Tasks and exercises
1: Can you return the passage of the article on the Viking raids that starts at "The Vikings are" and ends at "the eighth century.", word for word?
2: Could you resume the article on the Viking raids on Britain, picking up right after its final sentence?

Page
....

The Vikings are coming!
 
By: Nick Attwood MA

"AD. 793. This year came dreadful fore-warnings over the land of the Northumbrians, terrifying the people most woefully: these were immense sheets of light rushing through the air, and whirlwinds, and fiery dragons flying across the firmament. These tremendous tokens were soon followed by a great famine: and not long after, on the sixth day before the ides of January in the same year, the harrowing inroads of heathen men made lamentable havoc in the church of God in Holy-island, by rapine and slaughter." Entry for the year 793 in the Anglo Saxon chronicle.

793 is predominantly used as the starting point of ‘viking’ history in British schools and colleges today; although it was not the first time that raiders from the seas had landed in Britain, it was their most significant visit in the eighth century.

Six years before Lindisfarne was raided the Anglo Saxon Chronicle’s records for A.D. 787. that "This year King Bertric took Edburga the daughter of Offa to wife. And in his days came first three ships of the Northmen from the land of robbers. The reve then rode thereto, and would drive them to the king's town; for he knew not what they were; and there was he slain. These were the first ships of the Danish men that sought the land of the English nation."

....

[Position identification records]
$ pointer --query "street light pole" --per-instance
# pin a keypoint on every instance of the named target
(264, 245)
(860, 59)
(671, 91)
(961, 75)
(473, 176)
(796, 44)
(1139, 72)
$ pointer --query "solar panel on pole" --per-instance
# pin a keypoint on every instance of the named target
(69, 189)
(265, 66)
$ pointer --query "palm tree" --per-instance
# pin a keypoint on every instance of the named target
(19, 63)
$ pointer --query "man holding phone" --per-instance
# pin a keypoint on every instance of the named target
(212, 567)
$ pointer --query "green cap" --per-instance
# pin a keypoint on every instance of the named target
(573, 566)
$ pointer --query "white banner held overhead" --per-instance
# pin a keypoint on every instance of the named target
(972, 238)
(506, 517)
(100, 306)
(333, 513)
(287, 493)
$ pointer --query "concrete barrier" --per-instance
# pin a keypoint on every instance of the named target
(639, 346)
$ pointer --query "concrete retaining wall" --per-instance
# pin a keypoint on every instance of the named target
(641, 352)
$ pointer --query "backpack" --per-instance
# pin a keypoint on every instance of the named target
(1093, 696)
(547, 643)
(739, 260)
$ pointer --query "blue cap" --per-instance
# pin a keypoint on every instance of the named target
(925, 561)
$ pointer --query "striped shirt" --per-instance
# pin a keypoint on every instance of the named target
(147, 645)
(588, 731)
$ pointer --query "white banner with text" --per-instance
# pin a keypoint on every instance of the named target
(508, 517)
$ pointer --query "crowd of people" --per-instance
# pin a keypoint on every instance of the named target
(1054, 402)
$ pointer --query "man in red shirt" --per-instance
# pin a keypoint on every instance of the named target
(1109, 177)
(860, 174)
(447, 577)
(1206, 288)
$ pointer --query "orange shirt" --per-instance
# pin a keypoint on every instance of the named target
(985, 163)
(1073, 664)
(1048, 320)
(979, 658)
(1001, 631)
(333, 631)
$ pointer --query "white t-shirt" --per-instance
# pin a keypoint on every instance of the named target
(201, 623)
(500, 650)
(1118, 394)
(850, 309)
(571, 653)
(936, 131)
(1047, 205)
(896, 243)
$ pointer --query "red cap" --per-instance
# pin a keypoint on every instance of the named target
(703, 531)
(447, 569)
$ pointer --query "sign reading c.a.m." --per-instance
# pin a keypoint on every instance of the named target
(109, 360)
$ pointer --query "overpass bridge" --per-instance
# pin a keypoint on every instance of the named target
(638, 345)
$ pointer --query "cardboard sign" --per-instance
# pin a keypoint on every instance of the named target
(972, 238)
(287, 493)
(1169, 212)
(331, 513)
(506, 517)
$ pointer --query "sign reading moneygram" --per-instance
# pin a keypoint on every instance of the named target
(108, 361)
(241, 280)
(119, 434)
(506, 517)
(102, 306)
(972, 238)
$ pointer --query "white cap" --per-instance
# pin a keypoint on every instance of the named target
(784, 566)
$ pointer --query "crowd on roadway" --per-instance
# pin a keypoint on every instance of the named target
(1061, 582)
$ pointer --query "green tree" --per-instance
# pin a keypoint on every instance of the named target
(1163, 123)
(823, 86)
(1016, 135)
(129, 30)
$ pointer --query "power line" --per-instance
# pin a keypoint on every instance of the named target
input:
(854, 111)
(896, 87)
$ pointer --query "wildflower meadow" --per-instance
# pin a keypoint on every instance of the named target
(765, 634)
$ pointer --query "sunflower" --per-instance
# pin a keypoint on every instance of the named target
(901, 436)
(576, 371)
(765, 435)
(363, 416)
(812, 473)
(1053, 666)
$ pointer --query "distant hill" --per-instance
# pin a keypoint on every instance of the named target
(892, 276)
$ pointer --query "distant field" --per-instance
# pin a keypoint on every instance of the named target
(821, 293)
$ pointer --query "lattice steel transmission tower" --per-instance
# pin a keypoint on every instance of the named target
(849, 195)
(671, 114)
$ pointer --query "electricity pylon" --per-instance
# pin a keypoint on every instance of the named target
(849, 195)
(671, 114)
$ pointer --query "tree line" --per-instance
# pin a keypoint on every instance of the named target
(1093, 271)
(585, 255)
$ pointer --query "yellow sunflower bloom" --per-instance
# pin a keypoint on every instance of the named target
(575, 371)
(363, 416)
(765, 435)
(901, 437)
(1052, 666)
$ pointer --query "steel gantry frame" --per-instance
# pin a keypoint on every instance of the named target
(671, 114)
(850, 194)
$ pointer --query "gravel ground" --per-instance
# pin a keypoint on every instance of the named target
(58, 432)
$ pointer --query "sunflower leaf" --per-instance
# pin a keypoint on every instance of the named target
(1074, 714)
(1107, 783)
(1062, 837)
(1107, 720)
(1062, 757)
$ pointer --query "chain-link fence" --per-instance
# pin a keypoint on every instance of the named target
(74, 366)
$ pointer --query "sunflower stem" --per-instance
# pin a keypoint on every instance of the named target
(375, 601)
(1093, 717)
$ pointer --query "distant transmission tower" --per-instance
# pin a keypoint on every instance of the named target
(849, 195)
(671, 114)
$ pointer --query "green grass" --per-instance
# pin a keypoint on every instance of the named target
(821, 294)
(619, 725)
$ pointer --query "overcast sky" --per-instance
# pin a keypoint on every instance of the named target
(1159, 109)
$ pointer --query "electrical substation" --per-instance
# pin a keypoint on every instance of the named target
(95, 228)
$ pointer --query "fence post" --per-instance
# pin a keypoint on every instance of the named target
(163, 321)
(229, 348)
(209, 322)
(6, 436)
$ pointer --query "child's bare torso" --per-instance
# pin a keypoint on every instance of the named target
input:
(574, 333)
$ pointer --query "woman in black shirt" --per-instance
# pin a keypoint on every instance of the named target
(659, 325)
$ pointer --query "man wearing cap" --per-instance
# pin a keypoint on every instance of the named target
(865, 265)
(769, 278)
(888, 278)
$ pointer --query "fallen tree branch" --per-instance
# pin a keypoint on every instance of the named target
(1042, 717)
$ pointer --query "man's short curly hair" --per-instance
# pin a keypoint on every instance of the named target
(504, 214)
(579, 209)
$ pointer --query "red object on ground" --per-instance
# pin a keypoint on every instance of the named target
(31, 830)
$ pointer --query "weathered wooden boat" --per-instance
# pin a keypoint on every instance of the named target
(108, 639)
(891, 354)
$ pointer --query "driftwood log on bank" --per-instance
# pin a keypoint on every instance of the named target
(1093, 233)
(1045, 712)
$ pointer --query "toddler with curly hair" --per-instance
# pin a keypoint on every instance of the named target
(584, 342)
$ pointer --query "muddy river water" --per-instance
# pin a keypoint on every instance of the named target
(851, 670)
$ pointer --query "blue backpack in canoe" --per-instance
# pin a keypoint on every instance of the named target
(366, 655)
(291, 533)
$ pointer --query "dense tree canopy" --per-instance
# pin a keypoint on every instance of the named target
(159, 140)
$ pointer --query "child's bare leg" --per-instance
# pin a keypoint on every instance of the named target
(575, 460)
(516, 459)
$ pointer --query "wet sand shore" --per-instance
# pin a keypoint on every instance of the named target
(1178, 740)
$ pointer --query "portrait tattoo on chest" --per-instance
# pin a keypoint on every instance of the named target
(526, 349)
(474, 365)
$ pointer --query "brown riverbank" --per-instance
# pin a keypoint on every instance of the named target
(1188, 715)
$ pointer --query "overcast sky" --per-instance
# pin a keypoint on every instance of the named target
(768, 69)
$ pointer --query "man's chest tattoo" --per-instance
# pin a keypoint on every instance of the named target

....

Task-by-task outputs
1:
The Vikings are coming!
 
By: Nick Attwood MA

"AD. 793. This year came dreadful fore-warnings over the land of the Northumbrians, terrifying the people most woefully: these were immense sheets of light rushing through the air, and whirlwinds, and fiery dragons flying across the firmament. These tremendous tokens were soon followed by a great famine: and not long after, on the sixth day before the ides of January in the same year, the harrowing inroads of heathen men made lamentable havoc in the church of God in Holy-island, by rapine and slaughter." Entry for the year 793 in the Anglo Saxon chronicle.

793 is predominantly used as the starting point of ‘viking’ history in British schools and colleges today; although it was not the first time that raiders from the seas had landed in Britain, it was their most significant visit in the eighth century.

2:
Undeniably barbaric and savage in its execution it never fails to capture the imagination. Thus 793 provided the perfect dramatic entrance into the fascinating history of the Viking empires and particularly their role in British history. Especially for school children the thought of such a sudden and brutal attack is fascinating, particularly when they come to see the priory and imagine just how powerful an impact that raid would have had on such a remote and peaceful community. Blood-thirsty warriors tearing up Christians and carrying prisoners off to their fierce-looking ships during daring raids are the ‘best bits’ about history lessons at school- the more blood the better it seems. The 793 raid on Lindisfarne should not however be confined to school curricula and treated as just another revision topic or reference point to be forgotten as soon as the exams are over. A terrible day for Lindisfarne it may have been, but nevertheless a very important one, and it also serves as an excellent introduction to a fascinating people and their ‘period’ in European history.
The raid on Lindisfarne took place at a time when things could not have been worse according to the Anglo Saxon chronicle. One might ask then, why was everything so nasty in Northumbria at the end of the eighth century? The explanation seemed to be, simply, that the Northumbrians brought it upon themselves. One of the champions of this particular point of view was the scholar Alcuin - In a letter to the bishop Higbald of Lindisfarne not long after the attack he writes:

"Either this is the beginning of greater tribulation, or else the sins of the inhabitants have called it upon them. Truly it has not happened by chance, but it is a sign that it was well merited by someone. But now, you who are left, stand manfully, fight bravely, defend the camp of God."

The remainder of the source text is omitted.